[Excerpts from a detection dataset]

***

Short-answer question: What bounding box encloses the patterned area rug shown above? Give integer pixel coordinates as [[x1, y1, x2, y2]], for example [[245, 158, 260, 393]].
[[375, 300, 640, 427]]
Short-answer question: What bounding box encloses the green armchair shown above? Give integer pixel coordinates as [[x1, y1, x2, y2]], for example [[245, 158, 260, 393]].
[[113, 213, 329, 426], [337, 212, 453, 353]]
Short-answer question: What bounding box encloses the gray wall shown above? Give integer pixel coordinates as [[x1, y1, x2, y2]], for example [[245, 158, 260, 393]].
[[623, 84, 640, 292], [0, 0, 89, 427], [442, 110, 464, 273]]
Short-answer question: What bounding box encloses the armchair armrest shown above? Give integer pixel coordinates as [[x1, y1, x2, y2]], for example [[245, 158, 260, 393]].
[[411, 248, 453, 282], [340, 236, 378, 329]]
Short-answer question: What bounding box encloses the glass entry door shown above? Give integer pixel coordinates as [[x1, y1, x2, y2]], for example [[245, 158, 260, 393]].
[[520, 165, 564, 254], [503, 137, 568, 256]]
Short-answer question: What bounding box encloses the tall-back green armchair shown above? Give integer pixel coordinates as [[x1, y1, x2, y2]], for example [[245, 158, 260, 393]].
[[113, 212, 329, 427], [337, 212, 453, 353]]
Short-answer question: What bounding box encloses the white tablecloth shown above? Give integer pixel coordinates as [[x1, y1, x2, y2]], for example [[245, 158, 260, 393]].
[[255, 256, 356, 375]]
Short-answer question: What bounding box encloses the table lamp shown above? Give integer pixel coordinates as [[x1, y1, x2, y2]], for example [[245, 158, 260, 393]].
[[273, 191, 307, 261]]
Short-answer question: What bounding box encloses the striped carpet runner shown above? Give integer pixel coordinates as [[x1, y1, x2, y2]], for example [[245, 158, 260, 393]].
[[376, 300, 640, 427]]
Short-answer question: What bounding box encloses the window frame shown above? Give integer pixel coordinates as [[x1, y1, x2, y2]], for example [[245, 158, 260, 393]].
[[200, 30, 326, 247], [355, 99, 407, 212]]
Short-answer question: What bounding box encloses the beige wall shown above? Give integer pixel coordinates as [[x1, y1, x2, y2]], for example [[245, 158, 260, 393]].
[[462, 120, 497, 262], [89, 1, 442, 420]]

***

Task details:
Copy every item above word for word.

Solution below:
Short-answer question: What bounding box encloses the patterned area rug shown above? Give integer pixel coordinates as [[x1, y1, x2, y2]], for example [[245, 158, 260, 393]].
[[375, 300, 640, 427]]
Short-answer question: What bounding box encloses the green armchair shown above? Give integer pixel coordinates as [[x1, y1, x2, y2]], for example [[245, 158, 260, 393]].
[[113, 213, 329, 426], [337, 212, 453, 353]]
Short-answer question: What bounding box encloses the gray wall shown above? Give integer pixel coordinates as [[x1, y1, x2, y2]], for example [[245, 158, 260, 393]].
[[623, 84, 640, 292], [0, 0, 89, 427], [442, 110, 464, 273]]
Short-answer question: What bounding box encloses the armchair armrest shown above? Give integer pixel coordinates as [[x1, y1, x2, y2]], for example [[245, 158, 260, 393]].
[[411, 248, 453, 282], [340, 236, 378, 329]]
Short-answer question: What bounding box encloses the glass entry door shown above? Give integer pixel coordinates as [[x1, y1, x2, y2]], for example [[245, 158, 260, 393]].
[[520, 165, 564, 254], [503, 137, 568, 256]]
Short-answer question: What bounding box encloses the tall-back green armchair shown above? Give integer pixel coordinates as [[x1, y1, x2, y2]], for example [[245, 158, 260, 393]].
[[113, 212, 329, 427], [337, 212, 453, 353]]
Short-answer question: What bounding box encloses the white tablecloth shown above? Give integer pixel coordinates as [[x1, y1, x2, y2]], for example [[245, 158, 260, 393]].
[[255, 256, 356, 375]]
Short-answer question: What bounding box encloses the table lamp shown above? Give integer pixel coordinates as [[x1, y1, x2, y2]], for example [[245, 158, 260, 393]].
[[273, 191, 307, 261]]
Short-answer question: What bounding box encloses the striped carpet runner shown above? Give integer pixel coordinates as [[x1, y1, x2, y2]], for example [[245, 158, 260, 393]].
[[376, 300, 640, 427]]
Short-answer question: What bounding box encloses the window frame shown above? Give integer pixel coordinates as [[x1, y1, x2, y2]], for example [[245, 158, 260, 393]].
[[200, 30, 326, 247], [355, 99, 407, 212]]
Short-answer question: What bounding box encloses the beige wall shown above? Give integer pixel coordinates as [[x1, y1, x2, y2]], for example [[245, 158, 260, 393]].
[[462, 120, 497, 262], [89, 1, 442, 420]]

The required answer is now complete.